═════ Exercise passage

In 2012, 15-year-old Malala Yousafzai was shot three times by the Taliban because she was fighting for her right to attend school. Three years later, the youngest Nobel Peace Prize winner is creating a social movement through her activism regarding global education.

Now 18 years old, Yousafzai has called on the United States and other leading powers to devote more of their foreign policy to educational opportunities for needy children around the world.

“World leaders…are only focusing on six years of education, or nine years,” she said at a panel event co-hosted by Foreign Policy, Vital Voices, and the Malala Fund at the Carnegie Endowment in Washington. “This is not how we are going to achieve success in our future. It is necessary we provide 12 years of quality education to every child.”

Around the world, 57 million children of primary school age do not attend school, with half of these children living in sub-Saharan Africa. Out of these children, 54 percent who do not attend primary school are girls.

Yousafzai argues that leading world powers spend too much on their military forces and should promote, “Books, not bullets. Books, not bombs.”

══════════
═════ Extracted data

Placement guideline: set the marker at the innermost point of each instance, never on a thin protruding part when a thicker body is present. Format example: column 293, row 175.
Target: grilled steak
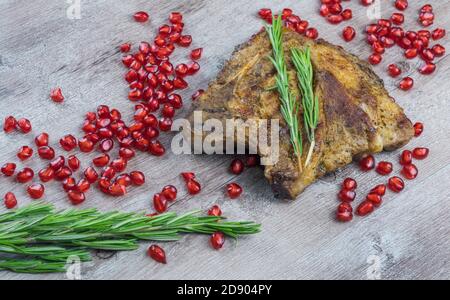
column 357, row 115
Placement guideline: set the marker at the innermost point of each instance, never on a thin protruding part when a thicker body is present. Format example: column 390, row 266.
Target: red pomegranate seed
column 237, row 166
column 137, row 178
column 24, row 175
column 36, row 190
column 10, row 200
column 46, row 174
column 234, row 190
column 169, row 192
column 8, row 169
column 215, row 211
column 91, row 175
column 63, row 173
column 68, row 142
column 349, row 184
column 346, row 195
column 56, row 95
column 349, row 33
column 394, row 70
column 157, row 254
column 438, row 50
column 41, row 139
column 46, row 152
column 217, row 240
column 24, row 153
column 141, row 16
column 196, row 54
column 379, row 190
column 193, row 186
column 427, row 68
column 365, row 208
column 24, row 125
column 418, row 129
column 410, row 171
column 160, row 203
column 406, row 83
column 10, row 124
column 420, row 153
column 367, row 163
column 375, row 59
column 83, row 185
column 396, row 184
column 384, row 168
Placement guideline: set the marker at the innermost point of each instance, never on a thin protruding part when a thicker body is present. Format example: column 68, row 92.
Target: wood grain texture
column 41, row 48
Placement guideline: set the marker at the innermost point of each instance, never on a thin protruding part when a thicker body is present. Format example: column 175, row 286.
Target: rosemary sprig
column 310, row 102
column 41, row 239
column 289, row 104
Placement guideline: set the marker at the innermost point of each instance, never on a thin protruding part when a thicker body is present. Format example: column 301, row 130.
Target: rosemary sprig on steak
column 310, row 102
column 37, row 239
column 289, row 104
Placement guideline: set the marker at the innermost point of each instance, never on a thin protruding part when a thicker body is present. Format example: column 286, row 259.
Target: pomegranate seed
column 68, row 142
column 58, row 163
column 410, row 171
column 46, row 152
column 76, row 197
column 24, row 153
column 215, row 211
column 396, row 184
column 56, row 95
column 401, row 4
column 63, row 173
column 91, row 175
column 367, row 163
column 156, row 148
column 160, row 203
column 349, row 184
column 384, row 168
column 141, row 16
column 83, row 185
column 137, row 178
column 157, row 254
column 234, row 190
column 427, row 68
column 10, row 124
column 24, row 125
column 24, row 175
column 375, row 59
column 193, row 186
column 237, row 166
column 438, row 50
column 365, row 208
column 46, row 174
column 312, row 33
column 196, row 54
column 169, row 192
column 346, row 195
column 420, row 153
column 36, row 190
column 10, row 200
column 418, row 129
column 348, row 33
column 394, row 70
column 379, row 190
column 406, row 83
column 217, row 240
column 8, row 169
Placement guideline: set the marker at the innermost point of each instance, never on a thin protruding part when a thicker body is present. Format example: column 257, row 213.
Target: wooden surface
column 41, row 48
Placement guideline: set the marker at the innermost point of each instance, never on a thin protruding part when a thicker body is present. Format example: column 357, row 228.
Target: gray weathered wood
column 41, row 48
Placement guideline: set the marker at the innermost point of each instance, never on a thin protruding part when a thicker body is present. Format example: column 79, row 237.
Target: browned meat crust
column 357, row 115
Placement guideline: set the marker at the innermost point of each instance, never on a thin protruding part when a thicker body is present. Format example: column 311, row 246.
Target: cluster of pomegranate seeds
column 291, row 21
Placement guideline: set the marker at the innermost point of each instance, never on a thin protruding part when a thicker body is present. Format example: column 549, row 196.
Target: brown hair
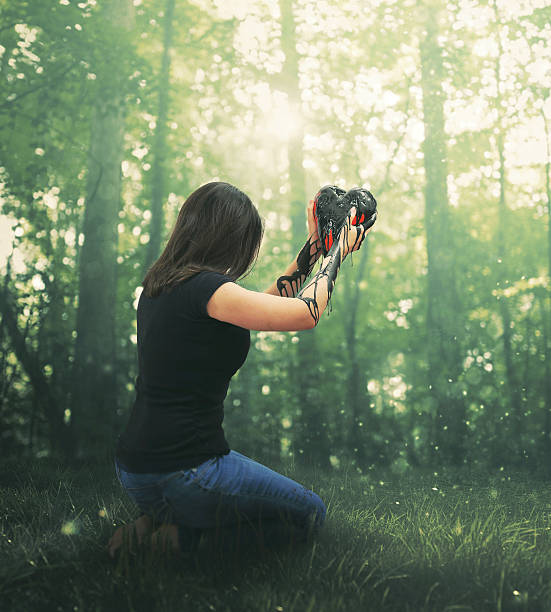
column 218, row 229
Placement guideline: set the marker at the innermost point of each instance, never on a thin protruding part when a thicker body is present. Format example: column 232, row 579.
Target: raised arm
column 290, row 283
column 264, row 312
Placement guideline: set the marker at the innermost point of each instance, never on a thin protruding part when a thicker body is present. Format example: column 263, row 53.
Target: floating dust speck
column 70, row 528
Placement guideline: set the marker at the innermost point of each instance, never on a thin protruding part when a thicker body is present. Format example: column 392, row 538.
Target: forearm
column 317, row 293
column 298, row 270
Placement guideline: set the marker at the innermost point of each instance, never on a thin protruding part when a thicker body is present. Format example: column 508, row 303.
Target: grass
column 450, row 542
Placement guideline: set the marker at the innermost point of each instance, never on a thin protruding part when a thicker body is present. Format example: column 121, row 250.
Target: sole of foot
column 165, row 539
column 130, row 536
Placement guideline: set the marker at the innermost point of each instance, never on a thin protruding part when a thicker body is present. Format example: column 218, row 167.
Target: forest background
column 436, row 350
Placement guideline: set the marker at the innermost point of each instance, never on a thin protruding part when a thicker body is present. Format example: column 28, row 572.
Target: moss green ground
column 450, row 541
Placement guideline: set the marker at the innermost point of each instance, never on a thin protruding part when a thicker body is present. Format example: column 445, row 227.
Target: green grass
column 423, row 542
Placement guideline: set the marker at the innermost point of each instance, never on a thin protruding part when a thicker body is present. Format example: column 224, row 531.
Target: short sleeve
column 200, row 290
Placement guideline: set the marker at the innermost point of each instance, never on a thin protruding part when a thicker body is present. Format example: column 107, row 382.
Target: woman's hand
column 352, row 236
column 312, row 223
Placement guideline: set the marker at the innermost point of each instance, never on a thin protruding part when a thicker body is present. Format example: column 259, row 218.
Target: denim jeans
column 229, row 490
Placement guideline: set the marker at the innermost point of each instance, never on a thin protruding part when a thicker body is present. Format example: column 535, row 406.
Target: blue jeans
column 230, row 490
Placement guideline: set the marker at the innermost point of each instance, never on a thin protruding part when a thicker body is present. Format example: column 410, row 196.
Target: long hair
column 218, row 229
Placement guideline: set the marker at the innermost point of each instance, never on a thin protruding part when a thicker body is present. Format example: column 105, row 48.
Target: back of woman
column 193, row 325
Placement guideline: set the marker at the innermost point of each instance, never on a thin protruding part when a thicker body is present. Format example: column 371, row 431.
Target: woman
column 193, row 323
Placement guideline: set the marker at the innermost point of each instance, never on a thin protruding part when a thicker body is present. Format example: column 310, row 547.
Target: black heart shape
column 331, row 207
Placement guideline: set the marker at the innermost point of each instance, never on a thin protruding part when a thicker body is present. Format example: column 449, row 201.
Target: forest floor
column 446, row 542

══════════

#### [Check your understanding]
(a) Repeat word for word the stretch of the Yousafzai passage from "In 2012, 15-year-old" through "around the world.".
(b) According to the Yousafzai passage, how many children of primary school age around the world do not attend school?
The material that comes after the Yousafzai passage is unrelated to it and stands on its own.

#### [Answers below]
(a)
In 2012, 15-year-old Malala Yousafzai was shot three times by the Taliban because she was fighting for her right to attend school. Three years later, the youngest Nobel Peace Prize winner is creating a social movement through her activism regarding global education.

Now 18 years old, Yousafzai has called on the United States and other leading powers to devote more of their foreign policy to educational opportunities for needy children around the world.

(b) 57 million